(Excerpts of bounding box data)
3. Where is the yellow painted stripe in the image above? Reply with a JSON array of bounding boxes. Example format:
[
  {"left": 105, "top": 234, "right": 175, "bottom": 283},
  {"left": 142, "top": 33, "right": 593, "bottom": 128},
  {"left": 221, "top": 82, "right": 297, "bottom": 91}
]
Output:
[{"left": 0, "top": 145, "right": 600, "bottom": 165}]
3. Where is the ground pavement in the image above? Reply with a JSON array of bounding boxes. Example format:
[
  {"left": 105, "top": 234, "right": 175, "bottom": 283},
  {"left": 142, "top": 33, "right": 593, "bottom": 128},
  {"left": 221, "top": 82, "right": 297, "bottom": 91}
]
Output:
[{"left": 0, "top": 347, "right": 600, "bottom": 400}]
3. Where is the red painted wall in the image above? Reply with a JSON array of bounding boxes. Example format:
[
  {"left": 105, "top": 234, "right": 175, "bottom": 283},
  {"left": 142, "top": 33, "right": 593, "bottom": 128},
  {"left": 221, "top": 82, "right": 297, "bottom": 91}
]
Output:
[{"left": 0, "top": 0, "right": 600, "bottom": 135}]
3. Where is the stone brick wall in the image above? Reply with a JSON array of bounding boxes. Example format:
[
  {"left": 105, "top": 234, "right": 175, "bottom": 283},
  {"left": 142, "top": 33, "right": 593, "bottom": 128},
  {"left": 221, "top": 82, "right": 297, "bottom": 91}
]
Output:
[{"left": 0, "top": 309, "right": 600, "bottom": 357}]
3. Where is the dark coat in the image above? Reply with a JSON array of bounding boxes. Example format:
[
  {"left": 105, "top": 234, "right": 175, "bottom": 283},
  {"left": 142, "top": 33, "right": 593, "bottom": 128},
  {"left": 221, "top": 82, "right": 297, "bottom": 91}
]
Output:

*Short exercise*. Render every line of the rows above as a JSON list of strings, one string per line, and omit any blank lines.

*Right answer*.
[
  "3. Where is the yellow painted stripe in the image above? Reply with a JSON array of bounding boxes. Example format:",
  "[",
  "  {\"left\": 105, \"top\": 234, \"right\": 175, \"bottom\": 283},",
  "  {\"left\": 142, \"top\": 33, \"right\": 593, \"bottom\": 128},",
  "  {\"left\": 221, \"top\": 82, \"right\": 297, \"bottom\": 91}",
  "]",
  "Output:",
  "[{\"left\": 0, \"top\": 145, \"right\": 600, \"bottom\": 165}]",
  "3. Where is the ground pavement in the image above? Reply with a JSON array of bounding boxes. Example format:",
  "[",
  "  {\"left\": 105, \"top\": 234, \"right\": 175, \"bottom\": 283},",
  "  {\"left\": 142, \"top\": 33, \"right\": 593, \"bottom\": 128},",
  "  {\"left\": 221, \"top\": 82, \"right\": 297, \"bottom\": 91}",
  "]",
  "Output:",
  "[{\"left\": 0, \"top\": 347, \"right\": 600, \"bottom\": 400}]",
  "3. Where is the red painted wall in the image above? Reply with a JSON array of bounding boxes. Example format:",
  "[",
  "  {\"left\": 105, \"top\": 234, \"right\": 175, \"bottom\": 283},",
  "  {\"left\": 142, \"top\": 33, \"right\": 593, \"bottom\": 128},",
  "  {\"left\": 221, \"top\": 82, \"right\": 297, \"bottom\": 91}",
  "]",
  "Output:",
  "[{\"left\": 0, \"top\": 0, \"right\": 600, \"bottom\": 135}]",
  "3. Where is the stone brick wall in the image above? Reply with a JSON array of bounding boxes. Example format:",
  "[",
  "  {\"left\": 105, \"top\": 234, \"right\": 175, \"bottom\": 283},",
  "  {\"left\": 142, \"top\": 33, \"right\": 593, \"bottom\": 128},",
  "  {\"left\": 221, \"top\": 82, \"right\": 297, \"bottom\": 91}",
  "]",
  "Output:",
  "[{\"left\": 0, \"top\": 309, \"right\": 600, \"bottom\": 357}]",
  "3. Where is the dark coat in the image above? Reply with a JSON array of bounding boxes. Example format:",
  "[",
  "  {\"left\": 105, \"top\": 234, \"right\": 175, \"bottom\": 283},",
  "  {\"left\": 142, \"top\": 33, \"right\": 593, \"bottom\": 128},",
  "  {\"left\": 221, \"top\": 82, \"right\": 297, \"bottom\": 91}",
  "]",
  "Output:"
]